* _Exercise brief_
Retype, word for word, each line between the lines holding "the cab window." and "the tractor step.", inclusive, and leave the rest of the data alone.

··· Working data

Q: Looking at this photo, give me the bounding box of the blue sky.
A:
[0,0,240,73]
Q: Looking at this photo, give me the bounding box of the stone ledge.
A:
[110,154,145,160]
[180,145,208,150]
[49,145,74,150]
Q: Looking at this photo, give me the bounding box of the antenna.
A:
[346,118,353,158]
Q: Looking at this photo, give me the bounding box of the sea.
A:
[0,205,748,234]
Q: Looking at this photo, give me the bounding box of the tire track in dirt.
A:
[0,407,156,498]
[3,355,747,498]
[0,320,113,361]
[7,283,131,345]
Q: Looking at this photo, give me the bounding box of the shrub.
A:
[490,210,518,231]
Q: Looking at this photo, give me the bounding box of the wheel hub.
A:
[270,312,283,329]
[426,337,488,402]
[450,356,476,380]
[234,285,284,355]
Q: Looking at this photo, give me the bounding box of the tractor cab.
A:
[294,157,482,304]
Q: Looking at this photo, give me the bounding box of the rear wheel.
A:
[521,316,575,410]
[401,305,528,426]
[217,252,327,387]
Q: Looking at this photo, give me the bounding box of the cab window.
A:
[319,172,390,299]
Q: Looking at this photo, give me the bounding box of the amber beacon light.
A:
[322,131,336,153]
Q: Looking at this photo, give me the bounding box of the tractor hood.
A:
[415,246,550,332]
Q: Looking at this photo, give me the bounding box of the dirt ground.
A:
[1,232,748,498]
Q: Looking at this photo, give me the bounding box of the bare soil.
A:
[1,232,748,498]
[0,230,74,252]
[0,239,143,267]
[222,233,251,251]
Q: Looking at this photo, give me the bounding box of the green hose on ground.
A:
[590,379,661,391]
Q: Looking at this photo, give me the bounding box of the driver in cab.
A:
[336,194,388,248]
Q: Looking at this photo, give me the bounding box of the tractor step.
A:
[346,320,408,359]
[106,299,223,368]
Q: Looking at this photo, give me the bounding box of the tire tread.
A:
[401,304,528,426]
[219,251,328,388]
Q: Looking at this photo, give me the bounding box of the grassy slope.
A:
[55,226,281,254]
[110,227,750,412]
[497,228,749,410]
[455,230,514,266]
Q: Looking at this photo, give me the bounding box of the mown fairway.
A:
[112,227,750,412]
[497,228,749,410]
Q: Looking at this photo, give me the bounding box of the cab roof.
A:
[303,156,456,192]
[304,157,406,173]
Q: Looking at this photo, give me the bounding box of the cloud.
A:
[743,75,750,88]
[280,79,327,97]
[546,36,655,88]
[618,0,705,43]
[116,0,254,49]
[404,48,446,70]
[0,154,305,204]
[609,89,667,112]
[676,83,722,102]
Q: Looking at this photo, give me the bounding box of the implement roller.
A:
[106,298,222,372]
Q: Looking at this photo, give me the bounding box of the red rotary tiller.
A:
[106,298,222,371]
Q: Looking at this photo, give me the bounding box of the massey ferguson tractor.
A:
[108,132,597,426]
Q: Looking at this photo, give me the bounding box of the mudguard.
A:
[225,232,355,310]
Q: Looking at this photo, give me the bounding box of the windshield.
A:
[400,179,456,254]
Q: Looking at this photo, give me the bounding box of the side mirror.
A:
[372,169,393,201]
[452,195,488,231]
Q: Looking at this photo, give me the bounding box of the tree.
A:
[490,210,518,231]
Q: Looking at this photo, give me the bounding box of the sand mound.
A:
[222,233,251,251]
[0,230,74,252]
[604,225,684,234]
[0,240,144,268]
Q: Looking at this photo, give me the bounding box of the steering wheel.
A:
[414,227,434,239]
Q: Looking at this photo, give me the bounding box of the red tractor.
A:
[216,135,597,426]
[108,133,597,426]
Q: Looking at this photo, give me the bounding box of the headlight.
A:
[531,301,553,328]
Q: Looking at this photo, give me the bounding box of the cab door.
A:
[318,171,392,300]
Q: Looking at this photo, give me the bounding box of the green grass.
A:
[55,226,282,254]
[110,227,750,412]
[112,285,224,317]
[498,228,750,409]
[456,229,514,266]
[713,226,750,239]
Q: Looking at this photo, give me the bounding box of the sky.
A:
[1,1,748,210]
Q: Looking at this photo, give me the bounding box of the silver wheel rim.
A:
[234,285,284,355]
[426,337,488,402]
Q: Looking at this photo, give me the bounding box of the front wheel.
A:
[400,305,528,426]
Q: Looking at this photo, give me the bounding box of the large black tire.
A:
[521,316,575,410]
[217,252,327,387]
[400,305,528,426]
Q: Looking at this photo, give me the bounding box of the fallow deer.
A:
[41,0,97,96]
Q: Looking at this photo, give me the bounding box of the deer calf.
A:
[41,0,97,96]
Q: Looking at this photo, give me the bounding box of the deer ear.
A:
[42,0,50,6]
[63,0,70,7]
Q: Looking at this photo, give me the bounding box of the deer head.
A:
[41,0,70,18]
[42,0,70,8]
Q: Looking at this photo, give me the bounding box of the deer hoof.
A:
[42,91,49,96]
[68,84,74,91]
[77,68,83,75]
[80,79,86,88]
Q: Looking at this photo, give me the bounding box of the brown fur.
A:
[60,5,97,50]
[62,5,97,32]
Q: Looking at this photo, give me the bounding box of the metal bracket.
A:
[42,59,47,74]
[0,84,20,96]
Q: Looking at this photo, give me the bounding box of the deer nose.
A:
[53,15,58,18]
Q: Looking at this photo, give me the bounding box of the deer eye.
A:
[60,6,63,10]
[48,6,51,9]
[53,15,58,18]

······

* _Task solution_
Q: Looking at this photo, give me the bounding box of the cab window.
A:
[319,172,390,299]
Q: Looking at this photo, give me the bounding box of the amber beacon light.
A:
[322,131,336,153]
Q: Looking at this photo, give me the bounding box of the tractor hood.
A:
[415,246,550,332]
Q: Looking at this photo, give me the bounding box of the dirt ground.
A:
[1,232,748,498]
Q: Looking at this photo, give me the bounding box of the bare soil.
A:
[1,232,748,498]
[0,230,74,252]
[0,239,143,267]
[222,233,251,251]
Q: Looking at this photo, give me the bounding box of the green hose on ground.
A:
[590,379,661,391]
Q: Looking at this photo, give me the bounding box of the driver in cab.
A:
[336,194,388,248]
Q: Looking at this photo, give me the bounding box of the tractor step.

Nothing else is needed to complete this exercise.